Records from a data source:
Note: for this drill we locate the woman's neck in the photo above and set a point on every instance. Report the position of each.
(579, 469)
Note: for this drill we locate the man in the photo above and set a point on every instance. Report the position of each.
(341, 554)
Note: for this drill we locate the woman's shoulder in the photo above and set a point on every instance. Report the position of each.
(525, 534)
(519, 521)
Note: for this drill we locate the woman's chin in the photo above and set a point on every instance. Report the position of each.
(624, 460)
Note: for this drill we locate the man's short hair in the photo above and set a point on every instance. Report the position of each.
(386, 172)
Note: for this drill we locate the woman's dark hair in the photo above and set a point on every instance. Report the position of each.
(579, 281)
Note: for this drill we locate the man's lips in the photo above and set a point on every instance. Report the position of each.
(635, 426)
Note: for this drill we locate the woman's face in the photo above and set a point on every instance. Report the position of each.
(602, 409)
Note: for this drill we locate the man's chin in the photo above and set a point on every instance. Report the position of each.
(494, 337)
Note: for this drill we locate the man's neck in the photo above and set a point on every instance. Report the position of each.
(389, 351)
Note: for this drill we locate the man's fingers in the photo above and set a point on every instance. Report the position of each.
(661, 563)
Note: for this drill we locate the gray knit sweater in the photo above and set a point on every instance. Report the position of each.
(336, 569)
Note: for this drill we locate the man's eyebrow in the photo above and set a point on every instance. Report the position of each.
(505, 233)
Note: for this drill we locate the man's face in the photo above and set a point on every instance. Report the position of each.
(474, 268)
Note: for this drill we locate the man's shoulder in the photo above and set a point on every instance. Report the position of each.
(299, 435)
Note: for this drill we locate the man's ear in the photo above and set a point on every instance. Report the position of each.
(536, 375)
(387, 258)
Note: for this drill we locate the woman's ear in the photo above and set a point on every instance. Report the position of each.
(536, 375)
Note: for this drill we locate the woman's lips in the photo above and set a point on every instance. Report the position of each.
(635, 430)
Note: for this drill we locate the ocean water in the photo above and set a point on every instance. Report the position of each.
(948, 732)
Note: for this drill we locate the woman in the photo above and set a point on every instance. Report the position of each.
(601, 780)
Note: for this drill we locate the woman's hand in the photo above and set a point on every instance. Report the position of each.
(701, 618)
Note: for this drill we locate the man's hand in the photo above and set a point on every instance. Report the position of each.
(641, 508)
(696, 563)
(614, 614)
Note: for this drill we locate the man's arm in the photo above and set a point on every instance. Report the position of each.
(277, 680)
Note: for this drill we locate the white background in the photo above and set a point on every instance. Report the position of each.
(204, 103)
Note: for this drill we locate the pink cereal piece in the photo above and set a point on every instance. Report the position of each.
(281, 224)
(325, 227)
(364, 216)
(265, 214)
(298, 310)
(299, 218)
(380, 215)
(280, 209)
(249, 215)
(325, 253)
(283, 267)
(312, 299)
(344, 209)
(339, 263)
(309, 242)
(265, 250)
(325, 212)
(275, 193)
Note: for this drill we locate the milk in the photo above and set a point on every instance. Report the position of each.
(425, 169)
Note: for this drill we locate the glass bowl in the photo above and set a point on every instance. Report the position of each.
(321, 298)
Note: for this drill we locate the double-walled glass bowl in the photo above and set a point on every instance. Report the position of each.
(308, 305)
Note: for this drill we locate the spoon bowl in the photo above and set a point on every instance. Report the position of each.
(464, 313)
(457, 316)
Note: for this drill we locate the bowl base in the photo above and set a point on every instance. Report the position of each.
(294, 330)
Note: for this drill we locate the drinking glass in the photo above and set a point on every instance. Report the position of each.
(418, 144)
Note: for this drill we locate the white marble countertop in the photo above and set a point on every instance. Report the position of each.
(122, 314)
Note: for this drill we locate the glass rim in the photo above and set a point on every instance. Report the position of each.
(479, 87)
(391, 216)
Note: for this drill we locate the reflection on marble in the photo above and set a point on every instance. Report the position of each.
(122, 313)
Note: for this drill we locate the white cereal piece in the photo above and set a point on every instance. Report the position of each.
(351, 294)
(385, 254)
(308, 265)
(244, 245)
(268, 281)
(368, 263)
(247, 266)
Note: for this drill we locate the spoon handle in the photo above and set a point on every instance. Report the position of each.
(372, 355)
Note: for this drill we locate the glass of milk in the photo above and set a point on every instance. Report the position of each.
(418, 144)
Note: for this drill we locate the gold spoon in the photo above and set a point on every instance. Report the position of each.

→ WHAT THE TASK ASKS
Return all of the data word for word.

→ EXERCISE OUTPUT
Note: for this drill we locate the woman's neck in the photo above and set a point on every instance. Report the position of each.
(579, 469)
Note: for this drill we locate the man in the photo above and set a point on every instance. Report the position of each.
(341, 554)
Note: for this drill we locate the woman's shoulder in the photo above and set a point on every instance. Report the position of each.
(525, 534)
(519, 521)
Note: for this drill we locate the woman's chin in the photo above and set a point on every instance. Report the position of each.
(624, 460)
Note: for this drill we locate the man's short hair in the photo above and set a point on every instance. Report the position of each.
(386, 172)
Note: for this drill we locate the woman's dark hair in the photo above and set a point on every instance. Report the position of each.
(579, 281)
Note: for this drill we locate the man's lips in the photo above and set a point on every instance. Report the position of each.
(635, 426)
Note: for this drill we locate the woman's face in the photo above and set a point on every instance. Report the position of each.
(602, 409)
Note: for this drill we locate the man's chin in the photo above and set a point on every instance. Report the position of each.
(494, 337)
Note: for this drill we locate the man's neck in the photo above and set a point on every instance. Report the position of each.
(389, 351)
Note: for this drill we locate the man's fingers in the photo above and set a point on every instance. Report the position of each.
(661, 563)
Note: for this drill we locate the gray knit sweater in the photo above and set a point on every instance. Report the position of each.
(336, 569)
Note: for this drill we locate the man's eyebrow in the photo above and set a point on every instance. Report the position of each.
(505, 233)
Note: for this drill we locate the man's face in the photo above and set a point on every instance. Report the position of each.
(474, 268)
Note: for this drill we locate the man's shoulder in the photo above and set a point on every instance. Report the position of each.
(299, 435)
Note: for this drill we locate the man's ear in the photo above and set a point on every instance. Report the position of each.
(536, 375)
(387, 258)
Note: for this drill we locate the woman's ear in the photo above and set a point on every instance. Report the position of each.
(536, 375)
Note: for this drill we locate the woman's lips in the photo above and set a point on every instance. Report the position of each.
(635, 430)
Note: for this drill we locate the ocean water in the photo above and set a point on every instance. Report the position of each.
(948, 732)
Note: for this drill we locate the woman in the photo above and set a point on every instance. Report the position of each.
(601, 780)
Note: for this drill we locate the woman's hand in the photo above and set a point on every instance. Report the position of each.
(701, 618)
Note: for this drill we locate the man's hand in the photo above and set a point on every instance. Report the position of each.
(641, 508)
(696, 563)
(614, 614)
Note: for this drill we locate the man's arm in the photo above and set a point on every instance. Report the position of each.
(277, 680)
Note: for this drill we locate the white background in the photo above and set a point on every instance. Report the position of each.
(204, 103)
Note: for this drill we locate the pink cereal piece in the photo above and set a point on every instance. Report the position of each.
(281, 224)
(325, 227)
(364, 216)
(265, 214)
(298, 310)
(299, 218)
(380, 215)
(280, 209)
(249, 215)
(325, 253)
(283, 267)
(312, 299)
(344, 209)
(339, 263)
(309, 242)
(265, 250)
(325, 212)
(275, 193)
Note: for this drill we locate the milk in the photo above and set a point on every instance. Report the position of each.
(425, 169)
Note: for this drill we locate the glass bowl in the photo above and set a point on every instance. Report the position of each.
(321, 298)
Note: for this drill we locate the double-walled glass bowl in the photo above and set a point on every instance. Report the position of each.
(308, 305)
Note: for this drill we locate the spoon bowl in the photo above and set a point on every instance. Report the position of each.
(464, 313)
(457, 316)
Note: for this drill we locate the bowl base in the photo above and set a point on every instance. Report the position of each.
(294, 330)
Note: for this drill we locate the drinking glass in the photo above and set a point on every instance. Report the position of each.
(418, 144)
Note: for this drill we locate the white marble countertop in the photo above and set a point on every instance. Report the position of each.
(122, 314)
Note: for this drill we locate the glass rim in the photo above and set a point on every instance. Report the position of each.
(479, 87)
(391, 216)
Note: for this drill we locate the reflection on marble in the photo above and set a point on every instance. Report the position of each.
(122, 313)
Note: for this drill we locate the white cereal piece in the photo above and set a point on every instance. Report the position of each.
(351, 294)
(385, 254)
(308, 265)
(244, 245)
(268, 281)
(368, 263)
(247, 266)
Note: for this drill we locate the spoon handle in the photo above and set a point on every instance. Report the position of each.
(372, 355)
Note: for this drill we locate the glass of milk in the photo above and set a point on every instance. Report the position of each.
(418, 144)
Note: for this drill we locate the gold spoon in the photo above and set a point on every instance. Report the position of each.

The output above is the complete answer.